Un prezzo da pagare dopo la definitiva cancellatura del greening della precedente Pac.
A indebolire la posizione italiana il fatto che questa critica sia espressa a due anni dalla formulazione della proposta di riforma e dopo che Green Deal e From Fark to Fork hanno caricato la Pac di risorse e di aspettative proprio sul fronte dell’impegno anti climate change.
Più attenzione al ruolo delle Regioni
«L'Italia è pronta a fare la sua parte – ha confermato comunque la ministra - per un accordo ambizioso, che confermi gli obiettivi di una politica comune nel settore agricolo ma che sia anche in grado di proporre soluzioni adeguate, in materia di semplificazione, flessibilità e sussidiarietà, nell'interesse degli agricoltori, dei cittadini e delle amministrazioni».
Secondo la Ministra in Italia sono stati compiuti molti progressi su questo fronte, in particolare per quanto riguarda l'attuazione e la gestione del piano strategico legato ai fondi del Recovery Plan.
«Tuttavia, in questo ambito sarebbe necessario compiere uno sforzo aggiuntivo, in termini di sussidiarietà, in particolare per gli Stati membri che, come l'Italia, sono caratterizzati da un assetto costituzionale che nel settore agricolo prevede competenze specifiche per le Regioni».
«Su questo punto chiediamo maggiori garanzie, in particolare sul ruolo delle Regioni come Autorità di gestione per le misure dello Sviluppo rurale».
Gestione del rischio, servono strumenti più incisivi
In relazione alla gestione del rischio Bellanova ha sottolineato: «È un aspetto di grande rilevanza, che la riforma in discussione non ha ben considerato».
«Si ripropongono le attuali misure di gestione, quando sappiamo già che occorrerebbe disporre di strumenti ben più incisivi e in grado di tutelare una platea di beneficiari nettamente più ampia dell'attuale, per affrontare le conseguenze di catastrofi naturali sempre più frequenti ed intense».
==============================
ESERCIZI
1. Riscrivi il brano sulla Pac, tutto da "A indebolire la" giù fino a "anti climate change.", mettendo "Patto verde" al posto di "Green Deal".
2. Rispondi a queste domande sul brano sulla Pac:
(a) Secondo la ministra, per quale aspetto in particolare l'Italia ha compiuto molti progressi?
(b) Su quale ruolo delle Regioni si chiedono maggiori garanzie?
(c) A quanti anni dalla formulazione della proposta di riforma viene espressa la critica italiana?
3. Queste affermazioni concordano con il brano sulla Pac? Rispondi sì o no e cita le parole che lo stabiliscono.
(a) Bellanova ritiene che la riforma abbia considerato bene la gestione del rischio.
(b) La riforma ripropone le attuali misure di gestione del rischio.
(c) Il greening della precedente Pac è stato mantenuto.
Le voci provengono da una fonte diversa dal brano sulla Pac.
==============================
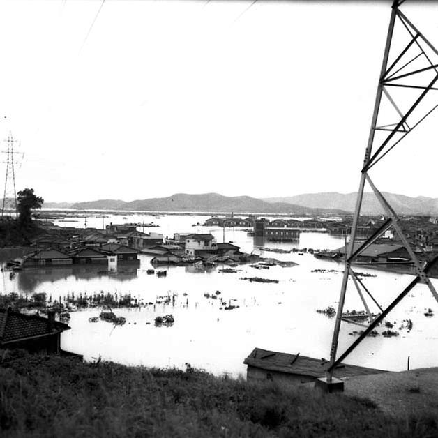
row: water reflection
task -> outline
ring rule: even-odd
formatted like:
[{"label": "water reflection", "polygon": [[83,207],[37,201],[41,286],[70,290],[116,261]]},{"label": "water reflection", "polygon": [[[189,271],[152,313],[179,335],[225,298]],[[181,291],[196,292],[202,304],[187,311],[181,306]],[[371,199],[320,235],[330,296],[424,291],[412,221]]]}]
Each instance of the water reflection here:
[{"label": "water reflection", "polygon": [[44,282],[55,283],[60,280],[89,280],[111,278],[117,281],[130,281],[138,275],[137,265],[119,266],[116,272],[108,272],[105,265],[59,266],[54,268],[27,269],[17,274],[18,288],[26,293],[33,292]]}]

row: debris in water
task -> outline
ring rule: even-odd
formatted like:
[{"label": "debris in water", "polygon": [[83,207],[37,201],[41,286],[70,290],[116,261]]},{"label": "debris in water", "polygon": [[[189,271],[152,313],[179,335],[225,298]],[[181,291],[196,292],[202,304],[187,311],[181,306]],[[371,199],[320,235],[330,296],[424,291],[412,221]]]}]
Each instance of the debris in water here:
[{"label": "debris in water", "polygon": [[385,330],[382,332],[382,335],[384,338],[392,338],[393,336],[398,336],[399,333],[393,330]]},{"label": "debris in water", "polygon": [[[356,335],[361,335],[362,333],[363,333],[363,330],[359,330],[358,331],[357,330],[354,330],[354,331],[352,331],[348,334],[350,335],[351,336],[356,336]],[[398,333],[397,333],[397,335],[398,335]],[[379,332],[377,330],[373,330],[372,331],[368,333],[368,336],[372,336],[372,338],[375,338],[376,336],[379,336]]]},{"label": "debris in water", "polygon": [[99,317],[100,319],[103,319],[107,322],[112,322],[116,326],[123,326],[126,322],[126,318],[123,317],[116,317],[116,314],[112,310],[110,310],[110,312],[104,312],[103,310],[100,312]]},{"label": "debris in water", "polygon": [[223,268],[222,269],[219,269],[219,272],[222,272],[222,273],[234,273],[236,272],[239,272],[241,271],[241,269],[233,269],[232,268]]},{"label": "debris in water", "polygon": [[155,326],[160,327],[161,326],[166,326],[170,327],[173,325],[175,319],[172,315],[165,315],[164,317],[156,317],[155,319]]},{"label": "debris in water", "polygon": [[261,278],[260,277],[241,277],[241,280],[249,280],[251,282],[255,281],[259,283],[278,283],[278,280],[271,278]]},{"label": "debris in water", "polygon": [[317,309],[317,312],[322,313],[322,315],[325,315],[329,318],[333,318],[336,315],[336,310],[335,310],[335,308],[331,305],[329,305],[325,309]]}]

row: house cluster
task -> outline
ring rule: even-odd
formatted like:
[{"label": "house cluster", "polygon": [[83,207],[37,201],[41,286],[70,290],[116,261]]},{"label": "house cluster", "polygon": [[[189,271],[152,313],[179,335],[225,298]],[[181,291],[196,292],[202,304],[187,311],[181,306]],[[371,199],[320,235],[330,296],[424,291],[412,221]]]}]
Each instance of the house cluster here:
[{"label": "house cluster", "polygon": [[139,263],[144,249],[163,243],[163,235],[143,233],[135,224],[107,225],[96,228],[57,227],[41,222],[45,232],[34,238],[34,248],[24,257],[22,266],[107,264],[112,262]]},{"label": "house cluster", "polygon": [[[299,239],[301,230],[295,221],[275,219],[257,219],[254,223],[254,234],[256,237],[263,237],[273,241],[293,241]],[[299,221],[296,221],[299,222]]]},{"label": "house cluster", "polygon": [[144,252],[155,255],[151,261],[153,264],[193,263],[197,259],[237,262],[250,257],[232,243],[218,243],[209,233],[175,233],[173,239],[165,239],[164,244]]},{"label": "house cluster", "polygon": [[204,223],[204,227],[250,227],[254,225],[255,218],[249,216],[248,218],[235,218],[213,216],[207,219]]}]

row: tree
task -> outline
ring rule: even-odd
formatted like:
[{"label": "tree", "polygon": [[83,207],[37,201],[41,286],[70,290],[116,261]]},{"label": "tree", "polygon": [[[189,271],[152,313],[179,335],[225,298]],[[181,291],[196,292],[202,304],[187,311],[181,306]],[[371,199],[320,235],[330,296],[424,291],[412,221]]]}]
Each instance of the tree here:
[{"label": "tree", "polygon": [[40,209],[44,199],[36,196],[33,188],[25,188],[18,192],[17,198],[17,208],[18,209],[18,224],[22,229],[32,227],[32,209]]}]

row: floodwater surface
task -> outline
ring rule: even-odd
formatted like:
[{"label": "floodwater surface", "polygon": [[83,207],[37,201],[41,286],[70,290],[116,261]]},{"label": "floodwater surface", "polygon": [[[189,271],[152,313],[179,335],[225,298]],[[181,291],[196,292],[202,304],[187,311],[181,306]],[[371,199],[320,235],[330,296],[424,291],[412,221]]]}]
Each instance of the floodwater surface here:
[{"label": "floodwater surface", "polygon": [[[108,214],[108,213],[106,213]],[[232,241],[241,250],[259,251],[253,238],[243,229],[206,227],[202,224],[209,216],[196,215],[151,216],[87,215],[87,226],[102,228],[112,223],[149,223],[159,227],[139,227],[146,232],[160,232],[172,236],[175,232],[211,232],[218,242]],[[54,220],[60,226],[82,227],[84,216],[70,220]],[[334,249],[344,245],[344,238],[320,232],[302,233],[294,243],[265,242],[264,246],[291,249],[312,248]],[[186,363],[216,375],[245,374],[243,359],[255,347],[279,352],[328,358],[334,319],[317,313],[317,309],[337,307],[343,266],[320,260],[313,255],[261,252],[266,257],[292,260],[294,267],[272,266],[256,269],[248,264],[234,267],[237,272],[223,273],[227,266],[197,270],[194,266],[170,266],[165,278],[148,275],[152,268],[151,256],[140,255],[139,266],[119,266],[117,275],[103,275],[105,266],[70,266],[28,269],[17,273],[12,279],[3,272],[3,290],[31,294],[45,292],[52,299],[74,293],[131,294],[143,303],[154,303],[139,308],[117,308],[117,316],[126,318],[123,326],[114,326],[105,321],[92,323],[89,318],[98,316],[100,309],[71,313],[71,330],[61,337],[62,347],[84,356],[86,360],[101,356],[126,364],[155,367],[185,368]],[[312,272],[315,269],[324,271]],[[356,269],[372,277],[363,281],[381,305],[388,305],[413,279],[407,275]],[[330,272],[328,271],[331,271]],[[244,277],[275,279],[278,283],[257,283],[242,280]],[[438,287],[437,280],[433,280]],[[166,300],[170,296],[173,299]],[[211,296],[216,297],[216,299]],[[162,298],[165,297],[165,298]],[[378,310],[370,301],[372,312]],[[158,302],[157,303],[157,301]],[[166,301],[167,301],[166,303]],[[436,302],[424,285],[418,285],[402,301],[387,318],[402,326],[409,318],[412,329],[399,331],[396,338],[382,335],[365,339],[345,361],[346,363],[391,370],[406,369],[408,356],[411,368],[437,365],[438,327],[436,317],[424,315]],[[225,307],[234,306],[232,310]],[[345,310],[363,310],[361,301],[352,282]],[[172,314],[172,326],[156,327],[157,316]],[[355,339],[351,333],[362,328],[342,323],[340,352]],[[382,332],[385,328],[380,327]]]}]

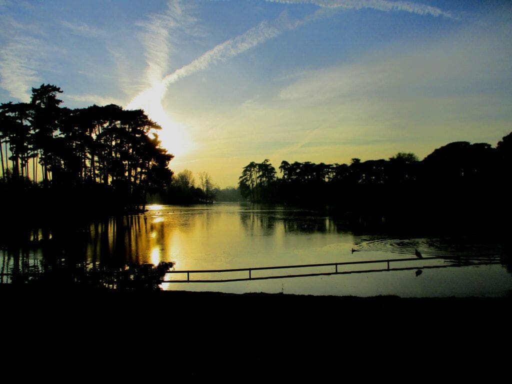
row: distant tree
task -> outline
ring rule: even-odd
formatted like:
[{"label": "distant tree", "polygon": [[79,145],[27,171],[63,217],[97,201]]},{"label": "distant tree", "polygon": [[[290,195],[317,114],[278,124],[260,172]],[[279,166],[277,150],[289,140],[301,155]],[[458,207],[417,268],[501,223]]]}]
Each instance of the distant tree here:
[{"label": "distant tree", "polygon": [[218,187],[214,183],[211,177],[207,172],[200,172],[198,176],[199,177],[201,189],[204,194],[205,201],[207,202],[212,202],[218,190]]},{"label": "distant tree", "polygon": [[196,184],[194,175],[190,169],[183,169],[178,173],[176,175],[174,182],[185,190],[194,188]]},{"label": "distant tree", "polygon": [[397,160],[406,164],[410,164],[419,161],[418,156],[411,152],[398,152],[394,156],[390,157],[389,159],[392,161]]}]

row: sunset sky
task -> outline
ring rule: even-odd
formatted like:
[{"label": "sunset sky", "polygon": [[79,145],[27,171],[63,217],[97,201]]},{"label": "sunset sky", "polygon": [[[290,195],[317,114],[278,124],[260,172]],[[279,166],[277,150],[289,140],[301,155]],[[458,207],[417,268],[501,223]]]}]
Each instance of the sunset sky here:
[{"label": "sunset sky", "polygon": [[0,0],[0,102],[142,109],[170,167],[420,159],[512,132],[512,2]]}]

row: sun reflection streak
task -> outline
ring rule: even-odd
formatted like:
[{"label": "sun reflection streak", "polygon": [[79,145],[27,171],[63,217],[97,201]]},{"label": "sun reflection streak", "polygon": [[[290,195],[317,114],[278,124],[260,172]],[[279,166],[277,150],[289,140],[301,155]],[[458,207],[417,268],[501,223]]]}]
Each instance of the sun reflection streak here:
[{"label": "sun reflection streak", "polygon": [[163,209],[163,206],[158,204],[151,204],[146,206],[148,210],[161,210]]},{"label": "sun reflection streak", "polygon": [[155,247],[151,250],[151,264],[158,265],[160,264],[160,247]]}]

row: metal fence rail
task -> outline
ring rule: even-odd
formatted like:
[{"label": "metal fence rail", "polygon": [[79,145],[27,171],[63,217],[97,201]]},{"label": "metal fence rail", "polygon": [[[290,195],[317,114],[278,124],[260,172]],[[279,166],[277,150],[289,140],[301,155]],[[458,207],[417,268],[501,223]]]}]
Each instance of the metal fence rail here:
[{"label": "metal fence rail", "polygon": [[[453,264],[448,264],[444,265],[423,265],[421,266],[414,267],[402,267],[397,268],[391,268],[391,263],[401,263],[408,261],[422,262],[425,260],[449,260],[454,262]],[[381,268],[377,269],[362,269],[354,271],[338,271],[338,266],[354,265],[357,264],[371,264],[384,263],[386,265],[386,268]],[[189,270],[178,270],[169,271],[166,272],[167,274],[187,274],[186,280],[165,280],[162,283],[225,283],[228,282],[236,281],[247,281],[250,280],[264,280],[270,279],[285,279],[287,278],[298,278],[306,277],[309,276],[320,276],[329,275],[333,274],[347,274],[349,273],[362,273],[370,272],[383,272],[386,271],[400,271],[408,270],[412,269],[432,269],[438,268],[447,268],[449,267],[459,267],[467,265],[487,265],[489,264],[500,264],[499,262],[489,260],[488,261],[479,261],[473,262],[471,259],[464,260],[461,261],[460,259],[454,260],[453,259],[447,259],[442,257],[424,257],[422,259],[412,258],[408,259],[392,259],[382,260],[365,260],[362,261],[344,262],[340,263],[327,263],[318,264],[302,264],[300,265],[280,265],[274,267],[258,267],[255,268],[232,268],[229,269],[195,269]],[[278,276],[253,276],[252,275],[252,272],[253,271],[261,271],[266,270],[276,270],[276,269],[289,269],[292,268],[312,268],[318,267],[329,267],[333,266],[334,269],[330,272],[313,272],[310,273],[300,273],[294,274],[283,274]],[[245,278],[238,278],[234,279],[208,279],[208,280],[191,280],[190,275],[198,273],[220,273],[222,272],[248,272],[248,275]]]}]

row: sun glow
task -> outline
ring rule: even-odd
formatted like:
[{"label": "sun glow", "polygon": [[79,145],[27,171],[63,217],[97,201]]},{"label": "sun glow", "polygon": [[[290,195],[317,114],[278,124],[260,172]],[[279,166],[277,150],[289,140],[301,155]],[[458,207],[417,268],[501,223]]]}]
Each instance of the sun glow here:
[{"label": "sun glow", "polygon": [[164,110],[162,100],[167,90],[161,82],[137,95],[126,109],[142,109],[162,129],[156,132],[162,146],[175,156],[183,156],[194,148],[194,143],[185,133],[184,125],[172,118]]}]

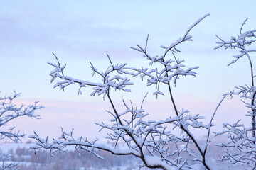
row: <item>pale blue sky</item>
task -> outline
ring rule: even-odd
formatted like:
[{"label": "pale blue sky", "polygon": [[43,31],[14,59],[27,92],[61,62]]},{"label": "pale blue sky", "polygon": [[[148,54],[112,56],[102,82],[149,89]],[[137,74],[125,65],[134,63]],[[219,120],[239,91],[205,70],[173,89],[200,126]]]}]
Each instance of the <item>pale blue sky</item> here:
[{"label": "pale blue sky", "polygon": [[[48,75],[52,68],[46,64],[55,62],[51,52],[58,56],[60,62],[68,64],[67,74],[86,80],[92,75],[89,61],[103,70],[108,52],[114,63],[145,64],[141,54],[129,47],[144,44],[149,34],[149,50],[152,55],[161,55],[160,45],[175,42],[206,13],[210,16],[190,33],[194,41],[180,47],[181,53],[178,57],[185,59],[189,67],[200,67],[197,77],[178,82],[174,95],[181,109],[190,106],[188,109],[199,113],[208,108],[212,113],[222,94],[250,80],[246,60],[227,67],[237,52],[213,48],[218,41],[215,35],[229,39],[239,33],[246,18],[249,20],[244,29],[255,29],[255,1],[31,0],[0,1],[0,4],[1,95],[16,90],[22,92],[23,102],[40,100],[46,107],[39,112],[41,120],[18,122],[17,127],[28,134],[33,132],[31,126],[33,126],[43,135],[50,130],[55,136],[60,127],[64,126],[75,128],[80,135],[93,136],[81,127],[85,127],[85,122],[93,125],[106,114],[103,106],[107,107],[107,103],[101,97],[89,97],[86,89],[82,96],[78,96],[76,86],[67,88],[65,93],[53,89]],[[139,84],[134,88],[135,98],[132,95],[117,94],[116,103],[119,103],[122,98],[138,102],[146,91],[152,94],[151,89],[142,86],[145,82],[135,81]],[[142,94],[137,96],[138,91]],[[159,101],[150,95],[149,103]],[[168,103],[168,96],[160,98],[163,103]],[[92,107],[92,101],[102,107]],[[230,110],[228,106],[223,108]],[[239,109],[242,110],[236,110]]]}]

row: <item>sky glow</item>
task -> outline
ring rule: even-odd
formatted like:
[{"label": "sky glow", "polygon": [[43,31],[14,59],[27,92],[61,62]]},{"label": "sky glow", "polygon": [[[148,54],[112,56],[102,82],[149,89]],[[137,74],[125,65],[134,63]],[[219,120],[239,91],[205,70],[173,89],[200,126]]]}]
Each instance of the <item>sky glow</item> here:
==============================
SOLUZIONI
1.
A indebolire la posizione italiana il fatto che questa critica sia espressa a due anni dalla formulazione della proposta di riforma e dopo che Patto verde e From Fark to Fork hanno caricato la Pac di risorse e di aspettative proprio sul fronte dell’impegno anti climate change.

2.
(a) L'attuazione e la gestione del piano strategico legato ai fondi del Recovery Plan.
(b) Il ruolo delle Regioni come Autorità di gestione per le misure dello Sviluppo rurale.
(c) A due anni.

3.
(a) No: "che la riforma in discussione non ha ben considerato".
(b) Sì: "Si ripropongono le attuali misure di gestione".
(c) No: "dopo la definitiva cancellatura del greening della precedente Pac".